# [Text extract]
The logical ballerinas: “Tapas” (Creative suffering)

 

 

Tapas. It is a word, a concept, that triggers inside my mind a paramount philosophical fascination. It comes from Sanskrit. This language was written in Devanagari (“the writing of the gods”). The beauty of its calligraphy can be enjoyed in the text that flies over these phrases. It is the beginning of the famous Creation Hymn (10.129) of the Rig Veda. You can find it on this generous website: 

www.sacred-texts.com.

Tapas… We are going to philosophize about a specific type of suffering: the creative suffering.

Nietzsche raised the -of course unwilling- suffering to the highest realms of human nature and sacralized who were able to cry a heroic yes to life, with all its suffering. The philosopher of the hammer worshiped a heroic artistic effort whose goal would be to enhance the bewitching aesthetic power of life, of the sole, immanent reality. Schopenhauer, on the contrary, uttered a radical no to life, to this world, and also proclaimed not only the urgency of its complete annihilation, but also the possibility of the Creation of another world, of another whole reality, unthinkable, even unimaginable, from this one. [See my paper, still in German, on the place of magic in the  philosophical system of Schopenhauer].

Pain. Suffering. Creation of reality. Tapas

We are facing a Sanskrit noun related to the verb tap (to heat). I recommend, to those who still do not know it, this powerful resource:

Cologne Digital Sanskrit DictionariesThere we find these meanings for Tapas: “heat”, “the five fires to which the devotee is subjected in the hot season”, “pain”, “suffering”, “religious austerity”, “mortification of the body”, “the sacred learning of the Brahmins”, “giving the soul to the Brahmins”, “service”, “feeding with roots and herbs”…

The point is that Maurice Blomfield went far beyond and, in his edition of the Atharva Veda, translated Tapas as “creative fervor” (Sacred Books of the East, Vol. 42). You can access this work from here: 

http://www.sacred-texts.com/hin/sbe42/index.htm

Such conception of the Tapas can also be found in the aforementioned Creation Hymn of the Rig Veda, whose third verse sings:

“Darkness was hidden by darkness in the beginning; with no distinguishing sign, all this was water. The life force that was covered with emptiness, that one arose through the power of heat”.

# [Written instruction a]
In the essay on Tapas, how did Maurice Blomfield translate Tapas in his edition of the Atharva Veda?
The text and the records are separate, unrelated material.

# [Records from a point labeling set]
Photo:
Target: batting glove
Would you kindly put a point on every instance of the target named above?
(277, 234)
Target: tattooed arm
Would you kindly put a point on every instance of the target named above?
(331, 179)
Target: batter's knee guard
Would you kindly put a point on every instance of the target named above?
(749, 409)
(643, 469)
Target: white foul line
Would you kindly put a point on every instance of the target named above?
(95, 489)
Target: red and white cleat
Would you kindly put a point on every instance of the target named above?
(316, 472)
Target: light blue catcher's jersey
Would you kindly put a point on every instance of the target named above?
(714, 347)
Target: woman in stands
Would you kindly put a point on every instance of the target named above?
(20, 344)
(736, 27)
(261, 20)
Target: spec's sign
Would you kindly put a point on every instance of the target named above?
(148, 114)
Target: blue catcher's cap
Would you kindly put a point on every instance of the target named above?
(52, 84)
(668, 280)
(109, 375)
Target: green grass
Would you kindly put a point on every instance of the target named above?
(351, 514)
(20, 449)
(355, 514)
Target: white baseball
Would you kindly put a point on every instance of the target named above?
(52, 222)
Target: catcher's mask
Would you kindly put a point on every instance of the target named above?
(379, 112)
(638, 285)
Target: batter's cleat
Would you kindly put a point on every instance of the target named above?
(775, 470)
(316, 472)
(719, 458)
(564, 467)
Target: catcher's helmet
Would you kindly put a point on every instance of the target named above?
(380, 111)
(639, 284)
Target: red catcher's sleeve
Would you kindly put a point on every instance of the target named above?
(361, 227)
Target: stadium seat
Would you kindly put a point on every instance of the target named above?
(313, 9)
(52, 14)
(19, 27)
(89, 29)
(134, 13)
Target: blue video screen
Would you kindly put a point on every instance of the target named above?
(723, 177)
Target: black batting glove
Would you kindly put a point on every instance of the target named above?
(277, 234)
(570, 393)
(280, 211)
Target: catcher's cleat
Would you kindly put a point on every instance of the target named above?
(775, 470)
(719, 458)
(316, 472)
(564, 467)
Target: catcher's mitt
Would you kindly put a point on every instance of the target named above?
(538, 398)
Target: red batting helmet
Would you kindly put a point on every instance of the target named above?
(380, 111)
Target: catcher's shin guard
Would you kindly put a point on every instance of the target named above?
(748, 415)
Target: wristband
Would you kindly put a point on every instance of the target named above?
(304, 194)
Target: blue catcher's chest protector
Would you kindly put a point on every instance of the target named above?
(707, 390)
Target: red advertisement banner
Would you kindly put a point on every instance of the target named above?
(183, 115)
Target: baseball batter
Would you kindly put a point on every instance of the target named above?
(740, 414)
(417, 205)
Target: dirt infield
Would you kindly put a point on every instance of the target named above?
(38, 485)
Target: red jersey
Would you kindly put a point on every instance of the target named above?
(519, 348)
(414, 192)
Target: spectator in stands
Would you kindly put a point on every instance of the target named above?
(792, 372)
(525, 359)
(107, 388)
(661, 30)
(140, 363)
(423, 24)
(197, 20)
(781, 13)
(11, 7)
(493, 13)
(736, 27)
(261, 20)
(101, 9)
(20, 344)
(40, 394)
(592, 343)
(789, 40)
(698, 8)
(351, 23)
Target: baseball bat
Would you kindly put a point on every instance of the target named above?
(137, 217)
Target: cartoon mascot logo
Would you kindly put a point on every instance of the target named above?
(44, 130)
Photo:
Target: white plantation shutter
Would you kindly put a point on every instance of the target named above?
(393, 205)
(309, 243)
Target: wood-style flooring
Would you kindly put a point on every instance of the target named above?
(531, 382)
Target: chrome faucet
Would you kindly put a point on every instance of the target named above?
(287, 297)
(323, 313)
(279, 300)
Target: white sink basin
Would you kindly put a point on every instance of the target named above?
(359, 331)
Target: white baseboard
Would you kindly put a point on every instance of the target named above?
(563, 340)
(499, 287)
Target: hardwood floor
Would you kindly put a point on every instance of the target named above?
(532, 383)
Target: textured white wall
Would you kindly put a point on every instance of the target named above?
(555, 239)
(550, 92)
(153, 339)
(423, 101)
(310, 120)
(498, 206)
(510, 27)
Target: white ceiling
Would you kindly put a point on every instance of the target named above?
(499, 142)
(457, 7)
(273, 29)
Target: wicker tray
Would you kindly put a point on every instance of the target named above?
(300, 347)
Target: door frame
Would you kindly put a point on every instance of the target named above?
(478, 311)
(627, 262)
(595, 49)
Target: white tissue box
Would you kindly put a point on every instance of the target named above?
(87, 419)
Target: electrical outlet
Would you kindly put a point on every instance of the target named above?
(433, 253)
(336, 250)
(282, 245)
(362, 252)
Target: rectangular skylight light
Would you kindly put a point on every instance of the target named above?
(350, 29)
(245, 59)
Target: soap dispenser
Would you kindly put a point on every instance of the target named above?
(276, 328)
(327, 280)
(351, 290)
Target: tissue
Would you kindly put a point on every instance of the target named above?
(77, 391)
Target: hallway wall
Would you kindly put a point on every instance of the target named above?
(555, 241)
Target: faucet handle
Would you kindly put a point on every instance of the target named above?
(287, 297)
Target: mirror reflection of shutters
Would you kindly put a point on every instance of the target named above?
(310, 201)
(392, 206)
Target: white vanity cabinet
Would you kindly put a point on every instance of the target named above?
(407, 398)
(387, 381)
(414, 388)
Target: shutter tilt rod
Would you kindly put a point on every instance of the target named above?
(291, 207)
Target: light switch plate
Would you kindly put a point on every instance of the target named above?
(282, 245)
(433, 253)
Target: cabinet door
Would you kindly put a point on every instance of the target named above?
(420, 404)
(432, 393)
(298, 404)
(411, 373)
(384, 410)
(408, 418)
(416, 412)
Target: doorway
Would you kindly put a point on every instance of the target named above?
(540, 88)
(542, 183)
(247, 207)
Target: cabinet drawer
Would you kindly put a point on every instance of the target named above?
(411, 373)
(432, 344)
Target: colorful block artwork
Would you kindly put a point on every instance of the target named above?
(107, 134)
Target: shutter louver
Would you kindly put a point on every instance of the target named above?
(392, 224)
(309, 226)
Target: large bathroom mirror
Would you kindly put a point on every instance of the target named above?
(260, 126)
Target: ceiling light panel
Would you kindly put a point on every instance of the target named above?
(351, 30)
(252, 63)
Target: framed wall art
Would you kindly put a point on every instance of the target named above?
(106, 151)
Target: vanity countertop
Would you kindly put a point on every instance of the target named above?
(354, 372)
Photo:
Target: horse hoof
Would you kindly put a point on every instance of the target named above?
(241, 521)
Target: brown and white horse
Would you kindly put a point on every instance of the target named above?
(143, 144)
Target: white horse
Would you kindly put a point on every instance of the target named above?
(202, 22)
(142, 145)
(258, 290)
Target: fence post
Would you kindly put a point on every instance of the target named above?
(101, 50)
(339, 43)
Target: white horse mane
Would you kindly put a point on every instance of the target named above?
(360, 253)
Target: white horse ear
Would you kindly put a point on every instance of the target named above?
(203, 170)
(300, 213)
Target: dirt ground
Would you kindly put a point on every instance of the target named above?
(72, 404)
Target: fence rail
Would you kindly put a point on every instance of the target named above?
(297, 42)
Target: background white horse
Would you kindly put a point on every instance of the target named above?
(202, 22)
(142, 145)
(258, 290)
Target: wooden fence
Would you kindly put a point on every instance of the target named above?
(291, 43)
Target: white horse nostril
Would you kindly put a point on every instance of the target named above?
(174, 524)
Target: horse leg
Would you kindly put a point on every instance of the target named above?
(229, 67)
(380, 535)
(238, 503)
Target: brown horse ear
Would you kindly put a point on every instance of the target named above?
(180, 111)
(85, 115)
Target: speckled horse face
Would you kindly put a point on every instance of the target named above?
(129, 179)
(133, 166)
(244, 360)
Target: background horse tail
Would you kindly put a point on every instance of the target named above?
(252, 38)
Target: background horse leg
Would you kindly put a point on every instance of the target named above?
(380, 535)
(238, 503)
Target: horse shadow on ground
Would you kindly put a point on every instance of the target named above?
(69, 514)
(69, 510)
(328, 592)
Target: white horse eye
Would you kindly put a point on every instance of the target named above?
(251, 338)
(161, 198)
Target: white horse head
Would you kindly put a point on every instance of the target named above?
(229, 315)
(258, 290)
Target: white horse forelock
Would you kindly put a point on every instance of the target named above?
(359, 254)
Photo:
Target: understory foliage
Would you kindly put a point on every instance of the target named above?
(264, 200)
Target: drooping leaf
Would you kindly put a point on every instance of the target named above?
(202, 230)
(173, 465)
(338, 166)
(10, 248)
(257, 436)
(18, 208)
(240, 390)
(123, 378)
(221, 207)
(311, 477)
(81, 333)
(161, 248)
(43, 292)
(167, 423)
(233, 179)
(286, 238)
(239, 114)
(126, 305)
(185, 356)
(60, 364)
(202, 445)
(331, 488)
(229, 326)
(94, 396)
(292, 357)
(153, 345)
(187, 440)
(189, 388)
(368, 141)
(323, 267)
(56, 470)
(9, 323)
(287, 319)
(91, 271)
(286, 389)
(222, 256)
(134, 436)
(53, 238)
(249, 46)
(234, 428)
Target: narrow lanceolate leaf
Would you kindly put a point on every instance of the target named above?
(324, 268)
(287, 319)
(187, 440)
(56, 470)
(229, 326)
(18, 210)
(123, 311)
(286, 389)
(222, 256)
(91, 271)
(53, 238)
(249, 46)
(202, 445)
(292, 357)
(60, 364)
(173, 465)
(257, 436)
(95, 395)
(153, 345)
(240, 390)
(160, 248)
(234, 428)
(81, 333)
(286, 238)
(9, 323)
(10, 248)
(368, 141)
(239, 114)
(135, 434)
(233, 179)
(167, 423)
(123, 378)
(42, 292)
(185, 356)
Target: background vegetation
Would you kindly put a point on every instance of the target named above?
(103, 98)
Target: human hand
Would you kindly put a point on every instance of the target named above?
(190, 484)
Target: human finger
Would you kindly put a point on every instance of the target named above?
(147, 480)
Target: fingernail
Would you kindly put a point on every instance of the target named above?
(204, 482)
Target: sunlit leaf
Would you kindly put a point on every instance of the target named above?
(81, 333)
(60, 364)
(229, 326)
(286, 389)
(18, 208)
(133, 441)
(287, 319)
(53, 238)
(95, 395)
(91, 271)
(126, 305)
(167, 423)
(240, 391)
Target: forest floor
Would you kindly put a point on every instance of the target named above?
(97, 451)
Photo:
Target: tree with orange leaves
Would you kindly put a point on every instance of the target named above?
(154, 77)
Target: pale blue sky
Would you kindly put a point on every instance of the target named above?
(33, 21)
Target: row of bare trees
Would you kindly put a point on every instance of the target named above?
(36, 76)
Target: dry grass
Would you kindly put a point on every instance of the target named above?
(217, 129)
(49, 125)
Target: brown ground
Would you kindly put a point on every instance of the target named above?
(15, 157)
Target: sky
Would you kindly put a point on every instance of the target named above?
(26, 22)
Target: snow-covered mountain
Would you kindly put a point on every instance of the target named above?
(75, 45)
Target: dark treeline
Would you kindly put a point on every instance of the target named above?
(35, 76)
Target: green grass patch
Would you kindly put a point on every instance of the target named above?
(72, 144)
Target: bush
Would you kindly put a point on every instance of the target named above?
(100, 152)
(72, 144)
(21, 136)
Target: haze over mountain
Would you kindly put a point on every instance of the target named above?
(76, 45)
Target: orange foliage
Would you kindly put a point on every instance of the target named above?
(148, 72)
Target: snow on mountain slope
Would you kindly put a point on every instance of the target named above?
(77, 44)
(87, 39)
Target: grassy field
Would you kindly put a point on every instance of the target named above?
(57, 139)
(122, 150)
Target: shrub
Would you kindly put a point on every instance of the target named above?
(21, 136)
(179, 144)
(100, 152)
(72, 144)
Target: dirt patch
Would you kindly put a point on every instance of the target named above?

# [Written instruction b]
Locate each line of the records that contains the string "snow", and copy those lines.

# [Worked solution a]
As "creative fervor."

# [Worked solution b]
Target: snow-covered mountain
Target: snow on mountain slope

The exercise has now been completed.